- **Written instruction**
Render the stretch from the line containing "Segment black graduation" through the line containing "Segment young woman.", both ends included, as a Markdown table with the columns No. and Line. Put the line's number under No. and the line itself under Line, and omit any blank lines.

- **Source data**
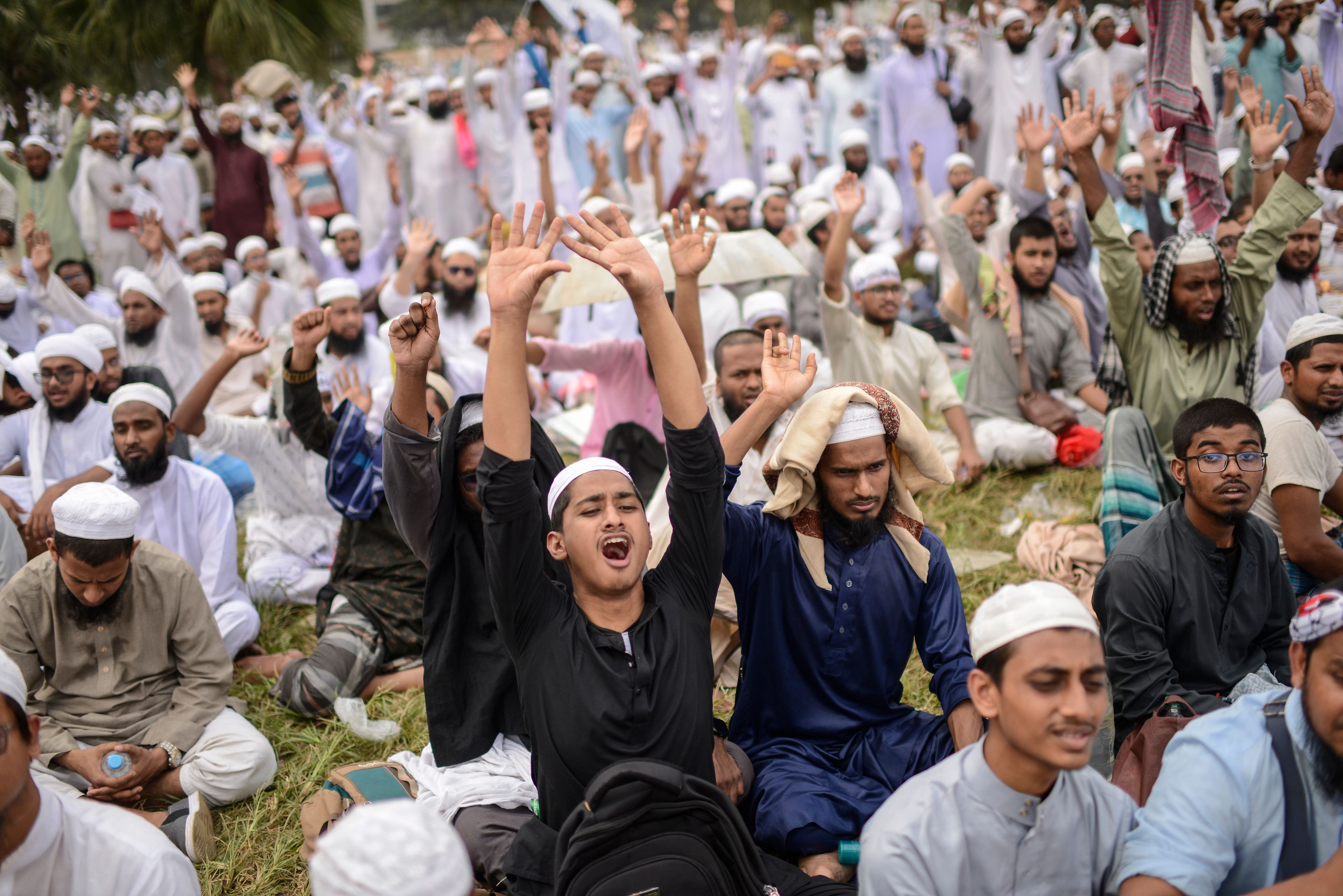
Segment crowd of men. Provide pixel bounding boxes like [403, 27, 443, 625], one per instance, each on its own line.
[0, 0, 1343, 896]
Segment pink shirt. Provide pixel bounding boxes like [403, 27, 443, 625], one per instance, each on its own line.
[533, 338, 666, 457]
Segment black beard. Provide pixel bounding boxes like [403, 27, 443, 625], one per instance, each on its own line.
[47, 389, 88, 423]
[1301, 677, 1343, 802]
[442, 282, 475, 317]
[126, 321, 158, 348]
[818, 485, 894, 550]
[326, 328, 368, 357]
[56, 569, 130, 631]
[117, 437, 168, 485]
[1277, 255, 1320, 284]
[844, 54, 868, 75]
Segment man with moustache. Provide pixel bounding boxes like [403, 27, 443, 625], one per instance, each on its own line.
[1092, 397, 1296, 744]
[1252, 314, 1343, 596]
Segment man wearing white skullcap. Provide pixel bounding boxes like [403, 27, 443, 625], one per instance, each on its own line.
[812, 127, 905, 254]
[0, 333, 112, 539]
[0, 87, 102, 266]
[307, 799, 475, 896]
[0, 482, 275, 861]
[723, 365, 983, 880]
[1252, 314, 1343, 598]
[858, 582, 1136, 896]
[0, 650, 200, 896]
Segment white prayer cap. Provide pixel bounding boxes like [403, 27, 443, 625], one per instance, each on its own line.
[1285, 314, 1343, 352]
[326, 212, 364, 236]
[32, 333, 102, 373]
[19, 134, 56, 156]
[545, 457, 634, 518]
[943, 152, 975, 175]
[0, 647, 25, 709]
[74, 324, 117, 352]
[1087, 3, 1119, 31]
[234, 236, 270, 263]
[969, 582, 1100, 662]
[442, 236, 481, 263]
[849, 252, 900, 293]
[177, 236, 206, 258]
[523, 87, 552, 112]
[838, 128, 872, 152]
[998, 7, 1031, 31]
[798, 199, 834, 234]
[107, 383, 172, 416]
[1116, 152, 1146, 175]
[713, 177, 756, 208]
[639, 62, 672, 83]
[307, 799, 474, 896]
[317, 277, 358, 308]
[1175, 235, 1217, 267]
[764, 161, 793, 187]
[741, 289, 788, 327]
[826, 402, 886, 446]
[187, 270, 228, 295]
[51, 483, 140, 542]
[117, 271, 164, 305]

...

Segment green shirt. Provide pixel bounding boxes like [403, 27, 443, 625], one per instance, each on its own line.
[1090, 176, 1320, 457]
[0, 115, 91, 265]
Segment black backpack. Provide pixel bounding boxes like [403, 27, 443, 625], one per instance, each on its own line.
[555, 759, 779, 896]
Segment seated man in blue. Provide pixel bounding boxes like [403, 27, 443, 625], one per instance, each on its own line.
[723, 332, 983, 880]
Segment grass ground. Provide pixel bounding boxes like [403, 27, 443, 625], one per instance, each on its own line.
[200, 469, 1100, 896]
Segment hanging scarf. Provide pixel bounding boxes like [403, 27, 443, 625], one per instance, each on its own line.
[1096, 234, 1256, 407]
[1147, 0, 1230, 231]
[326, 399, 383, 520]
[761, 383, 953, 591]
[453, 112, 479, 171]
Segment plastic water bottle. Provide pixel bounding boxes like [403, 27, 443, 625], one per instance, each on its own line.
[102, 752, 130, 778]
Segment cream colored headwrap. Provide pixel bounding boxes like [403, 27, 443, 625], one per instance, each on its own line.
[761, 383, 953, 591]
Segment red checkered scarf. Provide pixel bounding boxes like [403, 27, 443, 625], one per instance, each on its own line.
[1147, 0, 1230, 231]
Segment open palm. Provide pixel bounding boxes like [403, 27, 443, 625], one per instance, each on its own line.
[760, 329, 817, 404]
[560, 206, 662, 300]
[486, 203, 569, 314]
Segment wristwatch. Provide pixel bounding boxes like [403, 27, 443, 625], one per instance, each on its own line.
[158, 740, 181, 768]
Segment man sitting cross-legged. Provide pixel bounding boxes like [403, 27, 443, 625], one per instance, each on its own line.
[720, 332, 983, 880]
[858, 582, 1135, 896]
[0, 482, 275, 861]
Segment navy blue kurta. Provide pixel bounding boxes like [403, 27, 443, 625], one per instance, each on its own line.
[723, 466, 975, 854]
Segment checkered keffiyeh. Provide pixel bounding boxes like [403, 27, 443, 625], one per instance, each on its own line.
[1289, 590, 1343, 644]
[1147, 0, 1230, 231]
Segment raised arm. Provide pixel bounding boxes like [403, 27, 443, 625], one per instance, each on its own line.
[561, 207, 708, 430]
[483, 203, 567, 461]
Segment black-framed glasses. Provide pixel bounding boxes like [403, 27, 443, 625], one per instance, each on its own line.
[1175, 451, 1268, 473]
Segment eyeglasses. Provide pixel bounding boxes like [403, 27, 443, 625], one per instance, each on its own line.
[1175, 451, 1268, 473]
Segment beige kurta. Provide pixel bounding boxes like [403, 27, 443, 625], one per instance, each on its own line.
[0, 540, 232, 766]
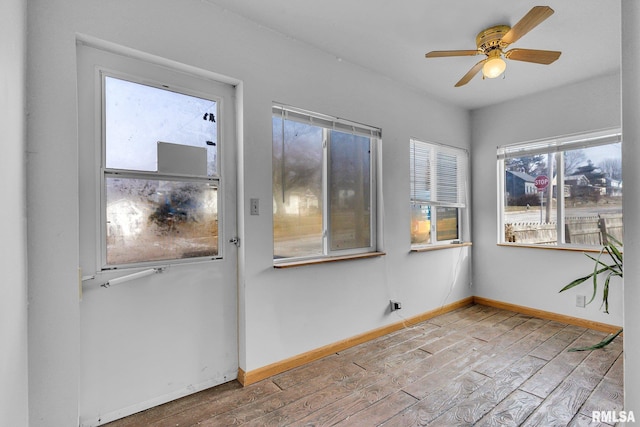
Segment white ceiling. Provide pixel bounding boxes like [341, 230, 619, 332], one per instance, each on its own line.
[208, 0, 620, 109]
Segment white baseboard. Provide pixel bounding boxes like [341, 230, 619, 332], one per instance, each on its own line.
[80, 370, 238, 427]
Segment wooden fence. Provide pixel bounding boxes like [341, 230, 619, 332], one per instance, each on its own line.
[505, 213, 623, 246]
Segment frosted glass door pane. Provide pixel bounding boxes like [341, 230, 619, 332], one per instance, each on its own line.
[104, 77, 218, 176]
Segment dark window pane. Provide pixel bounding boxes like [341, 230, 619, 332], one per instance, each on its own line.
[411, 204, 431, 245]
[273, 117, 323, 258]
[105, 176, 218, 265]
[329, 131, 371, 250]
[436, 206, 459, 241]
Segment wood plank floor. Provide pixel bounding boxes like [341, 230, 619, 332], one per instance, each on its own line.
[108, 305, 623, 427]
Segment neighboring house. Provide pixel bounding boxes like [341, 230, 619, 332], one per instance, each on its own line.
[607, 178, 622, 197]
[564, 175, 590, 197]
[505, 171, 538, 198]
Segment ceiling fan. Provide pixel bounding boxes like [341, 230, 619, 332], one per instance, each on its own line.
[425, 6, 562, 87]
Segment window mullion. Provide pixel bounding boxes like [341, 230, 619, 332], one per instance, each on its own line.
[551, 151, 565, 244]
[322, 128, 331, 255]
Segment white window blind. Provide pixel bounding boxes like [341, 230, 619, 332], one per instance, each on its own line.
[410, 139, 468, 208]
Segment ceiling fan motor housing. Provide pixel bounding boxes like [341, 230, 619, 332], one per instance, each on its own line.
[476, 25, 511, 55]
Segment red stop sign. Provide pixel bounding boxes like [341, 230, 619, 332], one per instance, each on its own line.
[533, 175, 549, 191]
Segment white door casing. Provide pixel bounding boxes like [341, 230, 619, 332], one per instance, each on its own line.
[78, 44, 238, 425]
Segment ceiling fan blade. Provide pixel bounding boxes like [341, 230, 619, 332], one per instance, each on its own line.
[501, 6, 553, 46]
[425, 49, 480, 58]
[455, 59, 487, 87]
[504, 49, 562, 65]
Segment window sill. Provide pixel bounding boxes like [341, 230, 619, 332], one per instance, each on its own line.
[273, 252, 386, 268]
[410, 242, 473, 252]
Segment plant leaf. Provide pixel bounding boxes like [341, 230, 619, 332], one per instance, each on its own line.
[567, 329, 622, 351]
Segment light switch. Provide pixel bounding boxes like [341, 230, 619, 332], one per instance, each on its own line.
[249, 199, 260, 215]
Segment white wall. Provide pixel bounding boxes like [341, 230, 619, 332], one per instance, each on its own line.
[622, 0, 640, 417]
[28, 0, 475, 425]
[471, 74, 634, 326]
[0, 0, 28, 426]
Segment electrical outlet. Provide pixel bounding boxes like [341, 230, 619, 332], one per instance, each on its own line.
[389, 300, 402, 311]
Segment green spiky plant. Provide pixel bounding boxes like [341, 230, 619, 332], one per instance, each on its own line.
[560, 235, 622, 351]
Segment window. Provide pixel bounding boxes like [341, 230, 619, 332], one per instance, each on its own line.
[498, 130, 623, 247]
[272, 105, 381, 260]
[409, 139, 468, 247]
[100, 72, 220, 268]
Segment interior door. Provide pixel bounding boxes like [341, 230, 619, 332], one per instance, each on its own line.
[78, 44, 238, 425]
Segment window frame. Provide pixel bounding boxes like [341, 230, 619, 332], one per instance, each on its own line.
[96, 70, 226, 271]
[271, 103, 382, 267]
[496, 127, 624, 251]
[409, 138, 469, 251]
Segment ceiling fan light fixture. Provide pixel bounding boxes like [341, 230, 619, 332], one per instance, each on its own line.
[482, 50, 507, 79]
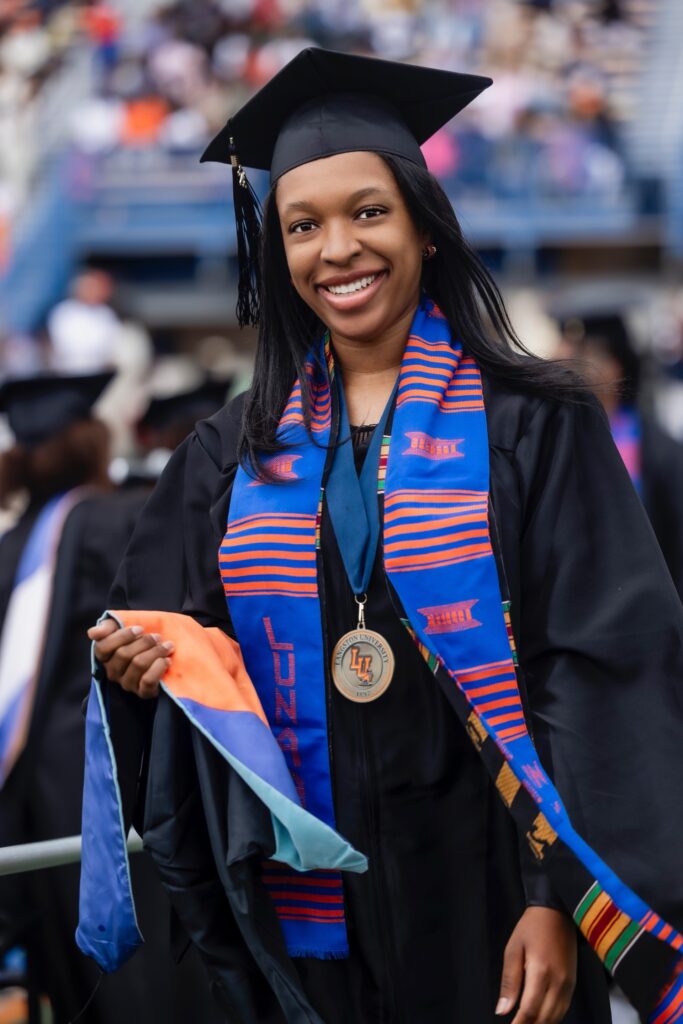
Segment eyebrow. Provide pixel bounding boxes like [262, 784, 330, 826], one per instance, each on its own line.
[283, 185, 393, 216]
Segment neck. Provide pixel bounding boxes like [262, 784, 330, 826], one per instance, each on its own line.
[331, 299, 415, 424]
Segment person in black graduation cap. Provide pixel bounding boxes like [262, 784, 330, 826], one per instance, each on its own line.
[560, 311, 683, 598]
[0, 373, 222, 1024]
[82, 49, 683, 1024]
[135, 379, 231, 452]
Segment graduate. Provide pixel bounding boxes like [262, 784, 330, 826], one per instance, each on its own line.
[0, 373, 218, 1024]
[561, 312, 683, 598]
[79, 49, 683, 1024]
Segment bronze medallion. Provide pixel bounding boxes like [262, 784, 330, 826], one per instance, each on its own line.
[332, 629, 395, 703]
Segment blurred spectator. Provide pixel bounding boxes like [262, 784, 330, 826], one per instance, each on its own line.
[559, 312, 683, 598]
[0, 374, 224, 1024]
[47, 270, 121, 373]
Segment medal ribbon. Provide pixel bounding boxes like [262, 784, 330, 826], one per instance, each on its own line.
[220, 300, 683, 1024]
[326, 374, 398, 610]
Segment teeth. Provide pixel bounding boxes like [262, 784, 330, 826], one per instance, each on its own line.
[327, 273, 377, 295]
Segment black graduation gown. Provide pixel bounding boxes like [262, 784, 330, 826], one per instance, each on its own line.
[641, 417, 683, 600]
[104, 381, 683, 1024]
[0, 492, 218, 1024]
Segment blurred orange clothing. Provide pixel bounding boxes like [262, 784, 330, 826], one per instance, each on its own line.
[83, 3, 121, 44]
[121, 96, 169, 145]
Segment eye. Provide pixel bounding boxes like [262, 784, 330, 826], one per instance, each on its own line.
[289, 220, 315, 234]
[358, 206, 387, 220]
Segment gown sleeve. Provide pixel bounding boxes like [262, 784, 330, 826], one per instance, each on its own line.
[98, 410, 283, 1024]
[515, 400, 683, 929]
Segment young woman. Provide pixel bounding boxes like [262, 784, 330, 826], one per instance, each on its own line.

- **Task solution**
| No. | Line |
|---|---|
| 1 | Segment black graduation gown. Provide pixel bounding boxes like [262, 784, 330, 826], one per instance, each on its own line. |
| 2 | [641, 417, 683, 600] |
| 3 | [104, 381, 683, 1024] |
| 4 | [0, 492, 218, 1024] |
| 5 | Segment blurred orange clothing. Provide pixel bounding boxes like [262, 784, 330, 826], one per instance, each on its own line. |
| 6 | [83, 3, 121, 44] |
| 7 | [121, 96, 169, 145] |
| 8 | Segment eye. Provide pixel bounding boxes like [262, 784, 330, 826], one per instance, each on its own line. |
| 9 | [289, 220, 315, 234] |
| 10 | [358, 206, 387, 220] |
| 11 | Segment gown sleeve. Provide pixel bounding boxes like [262, 784, 330, 826], one per instance, each on its own line. |
| 12 | [98, 410, 283, 1024] |
| 13 | [515, 400, 683, 929] |
| 14 | Segment young woman. Provide pixel bounding boxes like [262, 784, 330, 826], one per instance, each on its own line. |